---- 제시된 글
[PyTorch] OOM 해결

MinI0123·2023년 3월 18일

부스트캠프 AI Tech 5기

목록 보기

11/20

Out of Memory는 어디서 발생했는지 알기 어렵고, 메모리의 이전 상황을 파악하기 어렵기 때문에 해결이 어렵다. PyTorch를 사용할 때 마주할 수 있는 Out Of Memory를 해결할 수 있는 방법을 정리한다.

GPUUtil

GPUUtil은 GPU의 상태를 보여주는 모듈이다. 이를 사용하여 iter마다 메모리가 늘어나는지 확인하면 memory leak이 발생하고 있는지 확인할 수 있다.

!pip install GPUtill

import GPUtill
GPUtill.showUtilization()

empty_cache

torch.cuda.empty_cache는 사용되지 않는 GPU상의 cache를 정리하는 함수이다. 사용하지 않는 GPU내의 cache를 정리하여 가용 메모리를 확보하는 방법이다.

Tensor 축적

total_loss = 0
for i in range(10000):
  optimizer.zero_grad()
  output = model(input)
  loss = criterion(output)
  loss.backward()
  optimizer.step()
  total_loss += loss

Tensor 변수는 GPU 상의 메모리를 사용한다. 따라서 위와 같은 코드를 작성하면 total_loss의 backward 호출 시를 위해 computational graph가 GPU 메모리에 쌓인다. 이는 결국 OOM으로 이어질 수 있다. 반복문 내부에서 tensor의 연산은 주의가 필요하다.

del

필요없어진 변수는 삭제가 필요하다. 파이썬은 loop(for, while)이 끝나도 내부 변수가 사라지지 않기 때문이다. del을 사용하여 삭제할 수 있다.

Batch size

OOM이 발생하였다면 batch size를 줄여가면서 가능한 batch size를 찾을 수 있다.

no_grad

Inference(학습 후 테스트)시점에서는 torch.no_grad()를 사용하는 것이 좋다. backward로 인해 쌓이는 메모리에서 자유로울 수 있기 때문이다.
--------
---- 주어진 정보
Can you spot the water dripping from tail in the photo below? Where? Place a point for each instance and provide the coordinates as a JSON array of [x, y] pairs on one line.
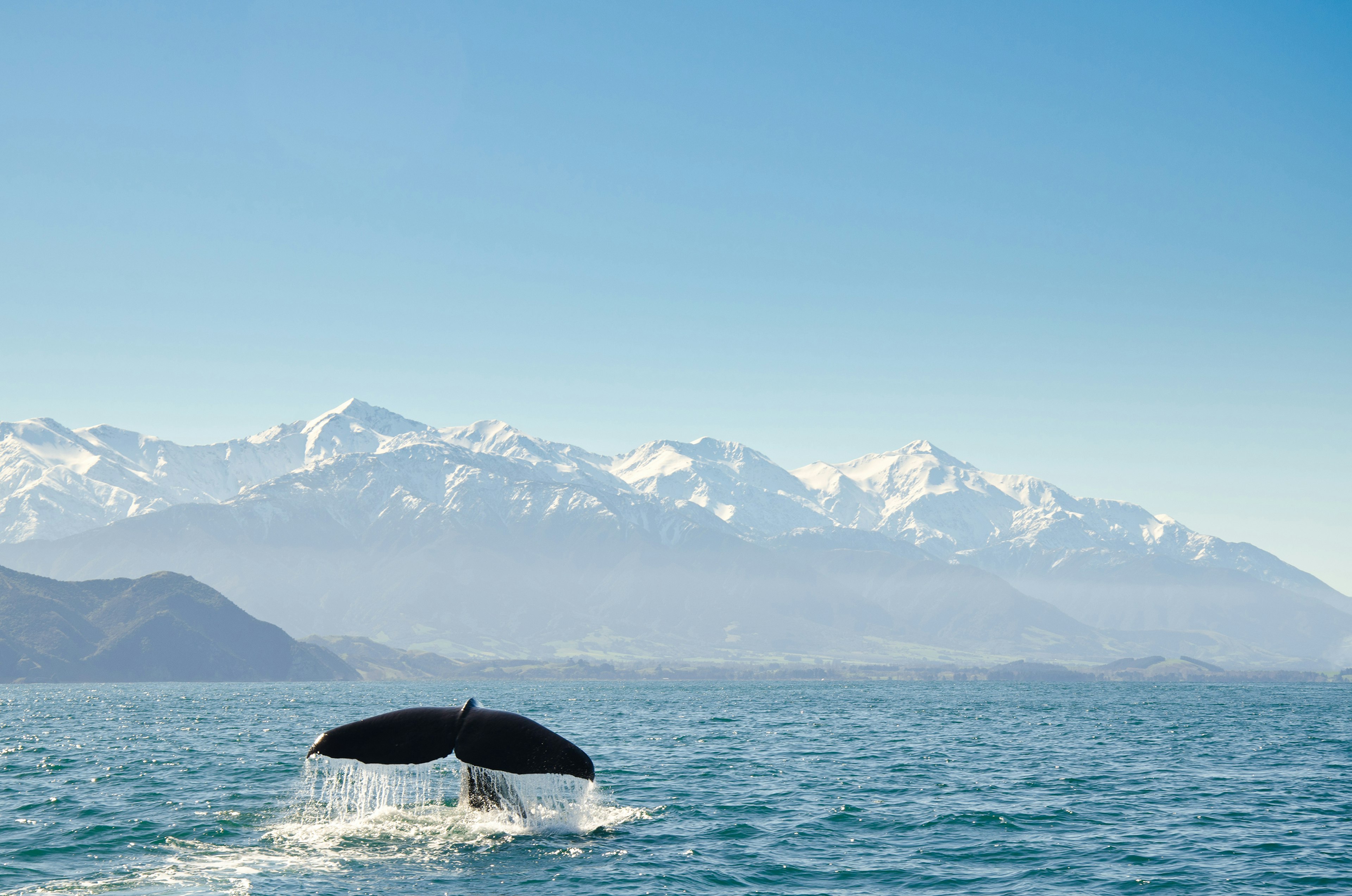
[[534, 802], [343, 791]]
--------
할 일:
**a)** OOM 해결 글에서 "부스트캠프 AI Tech"부터 "있는 방법을 정리한다."까지의 구간을 한 글자도 바꾸지 말고 그대로 베껴 쓰세요.
**b)** OOM 해결 글에 따르면 다음 진술이 각각 맞습니까? (i) OOM이 발생하면 batch size를 줄여 가며 가능한 크기를 찾을 수 있다. (ii) 파이썬에서는 for나 while 반복문이 끝나면 내부 변수가 사라진다. (iii) torch.no_grad()는 학습 시점에 사용하는 것이 좋다. 각각 예 또는 아니요로 답하고, 판단의 근거가 되는 글의 구절을 그대로 인용하세요.
위의 줄들은 글과는 별개의 자료입니다.

과제별 결과:
**a)**
부스트캠프 AI Tech 5기

목록 보기

11/20

Out of Memory는 어디서 발생했는지 알기 어렵고, 메모리의 이전 상황을 파악하기 어렵기 때문에 해결이 어렵다. PyTorch를 사용할 때 마주할 수 있는 Out Of Memory를 해결할 수 있는 방법을 정리한다.

**b)**
(i) 예: "OOM이 발생하였다면 batch size를 줄여가면서 가능한 batch size를 찾을 수 있다."
(ii) 아니요: "파이썬은 loop(for, while)이 끝나도 내부 변수가 사라지지 않기 때문이다."
(iii) 아니요: "Inference(학습 후 테스트)시점에서는 torch.no_grad()를 사용하는 것이 좋다."